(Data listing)
★ ★ ★

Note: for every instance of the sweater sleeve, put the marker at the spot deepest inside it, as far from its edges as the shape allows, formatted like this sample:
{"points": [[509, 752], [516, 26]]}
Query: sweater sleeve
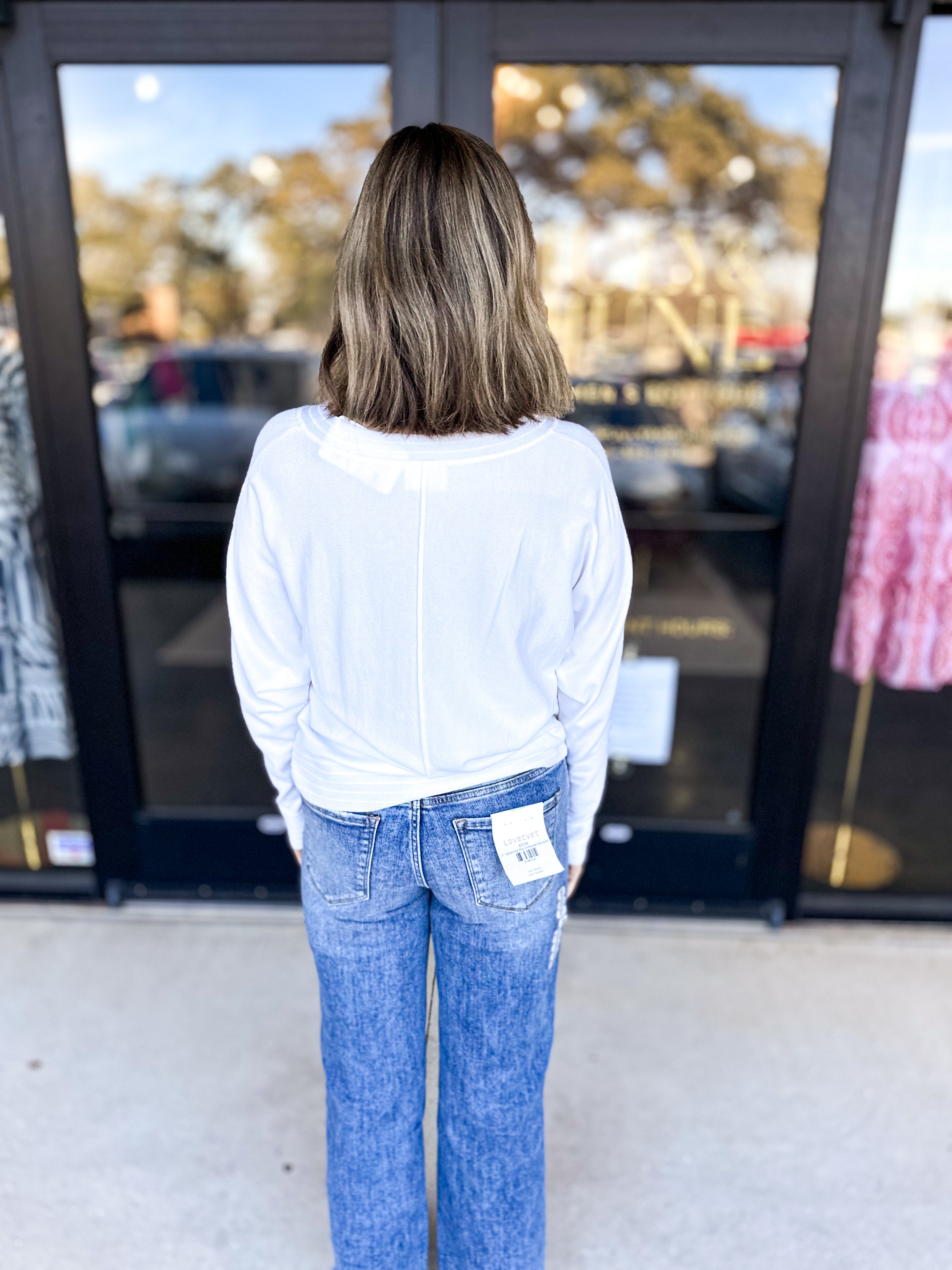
{"points": [[588, 673], [272, 672]]}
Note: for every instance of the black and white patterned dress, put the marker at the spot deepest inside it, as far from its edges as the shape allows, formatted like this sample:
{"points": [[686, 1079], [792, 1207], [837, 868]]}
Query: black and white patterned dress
{"points": [[35, 717]]}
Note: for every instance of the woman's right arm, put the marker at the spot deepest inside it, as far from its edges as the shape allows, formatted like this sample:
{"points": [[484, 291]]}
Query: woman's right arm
{"points": [[272, 672]]}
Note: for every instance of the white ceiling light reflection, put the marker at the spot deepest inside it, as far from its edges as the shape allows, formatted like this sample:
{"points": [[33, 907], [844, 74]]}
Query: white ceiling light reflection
{"points": [[264, 171], [148, 87]]}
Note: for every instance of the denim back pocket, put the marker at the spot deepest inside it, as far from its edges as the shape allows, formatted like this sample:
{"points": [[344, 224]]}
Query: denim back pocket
{"points": [[339, 851], [490, 884]]}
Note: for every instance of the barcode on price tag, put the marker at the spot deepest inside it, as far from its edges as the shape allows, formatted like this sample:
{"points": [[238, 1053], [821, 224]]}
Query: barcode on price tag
{"points": [[524, 845]]}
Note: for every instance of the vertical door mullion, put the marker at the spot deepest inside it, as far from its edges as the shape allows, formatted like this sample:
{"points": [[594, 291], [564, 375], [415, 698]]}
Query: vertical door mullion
{"points": [[51, 317], [861, 196], [468, 66], [416, 63]]}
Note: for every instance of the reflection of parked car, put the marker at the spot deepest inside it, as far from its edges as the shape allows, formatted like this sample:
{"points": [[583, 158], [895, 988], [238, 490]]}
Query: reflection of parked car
{"points": [[757, 479], [186, 430]]}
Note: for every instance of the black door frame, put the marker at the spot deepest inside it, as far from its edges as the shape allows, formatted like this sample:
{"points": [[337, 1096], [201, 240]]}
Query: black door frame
{"points": [[442, 58]]}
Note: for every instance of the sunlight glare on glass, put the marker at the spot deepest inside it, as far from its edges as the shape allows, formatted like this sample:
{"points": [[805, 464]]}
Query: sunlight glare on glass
{"points": [[512, 82], [148, 87], [264, 171], [740, 169], [549, 116], [573, 96]]}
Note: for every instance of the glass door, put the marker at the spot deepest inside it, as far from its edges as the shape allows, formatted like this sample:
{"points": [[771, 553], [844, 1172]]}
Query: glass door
{"points": [[209, 203], [692, 192], [678, 215]]}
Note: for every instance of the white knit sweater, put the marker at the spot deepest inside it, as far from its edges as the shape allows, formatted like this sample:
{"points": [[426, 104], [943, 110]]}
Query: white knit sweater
{"points": [[413, 615]]}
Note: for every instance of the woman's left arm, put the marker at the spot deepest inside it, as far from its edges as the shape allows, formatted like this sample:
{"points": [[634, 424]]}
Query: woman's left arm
{"points": [[272, 672]]}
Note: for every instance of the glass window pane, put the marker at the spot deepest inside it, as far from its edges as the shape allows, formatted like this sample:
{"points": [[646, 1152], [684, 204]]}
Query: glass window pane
{"points": [[884, 797], [42, 822], [210, 203], [677, 211]]}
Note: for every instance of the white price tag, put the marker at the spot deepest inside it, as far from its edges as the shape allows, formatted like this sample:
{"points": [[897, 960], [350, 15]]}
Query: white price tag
{"points": [[524, 846]]}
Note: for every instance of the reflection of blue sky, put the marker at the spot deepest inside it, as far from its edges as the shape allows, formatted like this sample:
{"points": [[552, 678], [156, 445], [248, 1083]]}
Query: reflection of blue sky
{"points": [[787, 98], [921, 262], [204, 115]]}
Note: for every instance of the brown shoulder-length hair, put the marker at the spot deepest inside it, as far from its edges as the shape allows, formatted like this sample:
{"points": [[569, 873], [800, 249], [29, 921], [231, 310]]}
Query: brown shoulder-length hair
{"points": [[439, 326]]}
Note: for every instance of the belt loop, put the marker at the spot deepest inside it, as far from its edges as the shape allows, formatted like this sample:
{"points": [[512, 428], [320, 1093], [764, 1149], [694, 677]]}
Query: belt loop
{"points": [[417, 854]]}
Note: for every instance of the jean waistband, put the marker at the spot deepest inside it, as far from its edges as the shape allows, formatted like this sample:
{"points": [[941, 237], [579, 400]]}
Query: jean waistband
{"points": [[478, 792]]}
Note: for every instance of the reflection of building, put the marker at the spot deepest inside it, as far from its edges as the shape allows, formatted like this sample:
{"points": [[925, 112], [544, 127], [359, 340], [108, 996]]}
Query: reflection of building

★ ★ ★

**EXERCISE OBJECTIVE:** Transcribe the records above exactly, leaving out every picture.

**PROBLEM SOLUTION:**
Note: for every instance of the sweater sleeve, put the marker at the spot deepest inside it, as far from its edges as the shape allows, formatted like this sample:
{"points": [[509, 752], [516, 26]]}
Query: sweater sleeve
{"points": [[588, 673], [272, 672]]}
Note: for every instance of the black and white patterned dress, put the marker at the spot deepest inside it, as far from its edges as the shape allows, formatted like this sample:
{"points": [[686, 1079], [792, 1207], [837, 868]]}
Query: black and white patterned dress
{"points": [[35, 717]]}
Note: for every instance of the woman's right arm, put the marker at the spot deepest inside it, as far from its edges as the shape allows, formatted like this sample:
{"points": [[484, 291]]}
Query: woman's right arm
{"points": [[272, 672]]}
Note: for every instance of the white ceiling light reflection, put the marker at the spot deepest inside it, as far from its edges as the shape allows, formatted like this sample:
{"points": [[33, 907], [844, 74]]}
Query: white ceiling light reflection
{"points": [[264, 171], [148, 87]]}
Note: for every instance of the denim back pocket, put the marker at the spot deepest inside it, as far from its edges as the shape allows, formatted like this sample:
{"points": [[344, 224]]}
Query: denim back pocket
{"points": [[339, 851], [490, 884]]}
Note: for every instance of the barcode on price tag, put the marker at the spot deepest inside it, as far from its edges as the shape allows, formatted like this sample:
{"points": [[238, 1053], [821, 224]]}
Query: barcode on price tag
{"points": [[524, 845]]}
Note: for every instance of the vertical door mullion, put the marker at the spot deepest inside it, as far from its edges as the shape allows, formatted like this sample:
{"points": [[594, 291], [564, 375], [415, 698]]}
Query: vertical door mullion
{"points": [[51, 317], [861, 196], [468, 66], [416, 63]]}
Note: for every instance of the reflection of parked car, put the marker at the spot deepest inside it, as far from its edges as the shape allows, formatted like this sample:
{"points": [[583, 158], [895, 988], [238, 490]]}
Query: reflection of parked car
{"points": [[757, 479], [186, 430]]}
Note: for every instance of the black door frame, put the marker at the spot deepest inside it, as far from its edges as the shape allows, formatted like this sample:
{"points": [[337, 1096], [201, 240]]}
Query: black door frame
{"points": [[442, 58]]}
Note: for every instance of the sunlight glare on glass, put the marker at the spot deepest inside it, as far from its edges as the shape allows, formatted like this sample:
{"points": [[805, 464]]}
Query: sunlight glare on glass
{"points": [[512, 82], [148, 87], [264, 171], [740, 169], [549, 116], [573, 96]]}
Note: for every instance of the glass door, put the marker at the spot deepest inside it, as far from its edges as the shape allows, formatted like this sample:
{"points": [[771, 553], [844, 1172]]}
Query: glass door
{"points": [[209, 203], [692, 192], [678, 215]]}
Note: for every instance of the white knit sweater, put the marker at the spot deepest inside it, as far from its edges as the shape allows, formatted like this sample:
{"points": [[426, 104], [943, 110]]}
Query: white knit sweater
{"points": [[413, 615]]}
Note: for every instance of the woman's left arm, put the marker at the spot deepest inside it, as far from its edges as the shape allows, formatted like this sample:
{"points": [[634, 424]]}
Query: woman's left arm
{"points": [[272, 672]]}
Note: for every instance of the glass window pane, put the marker at the spot deepest inside it, as far from its edges as the shape allows, formatted like this sample:
{"points": [[646, 1152], [684, 204]]}
Query: glass window pane
{"points": [[884, 797], [42, 822], [210, 203], [677, 211]]}
Note: for every instance of the white price tag, put the marker at the spot deepest inside it, as far from its edges as the shape allows, formatted like this sample:
{"points": [[897, 960], [350, 15]]}
Query: white price tag
{"points": [[524, 846]]}
Note: for every instance of the reflection of blue sky, put the marker at the spot deepest inside it, as far from its edges as the shape allows, formatted like this sample:
{"points": [[552, 678], [156, 445], [248, 1083]]}
Query: reflection of blue sky
{"points": [[787, 98], [921, 262], [204, 115]]}
Note: for every instance of the brown shoulder-length hair, put the marker at the spot deepest inside it, as far from its edges as the shape allows, formatted like this sample:
{"points": [[569, 873], [800, 249], [29, 921], [231, 310]]}
Query: brown shoulder-length hair
{"points": [[439, 326]]}
Note: for every instance of the belt loop, put the marker at the spot deepest inside it, as far from its edges as the shape allows, formatted like this sample:
{"points": [[512, 428], [320, 1093], [764, 1149], [694, 677]]}
Query: belt loop
{"points": [[417, 854]]}
Note: for every instance of the jean waistband, put the marker at the spot deepest inside it, as far from its edges as the shape allows, formatted like this sample:
{"points": [[941, 237], [579, 400]]}
Query: jean waistband
{"points": [[478, 792]]}
Note: for every instance of the reflection of building, put the marker at the spot deepest inside it, as far from its edges as the shape allows, formatted like this sample:
{"points": [[925, 112], [544, 127], [359, 340], [108, 996]]}
Query: reflection of building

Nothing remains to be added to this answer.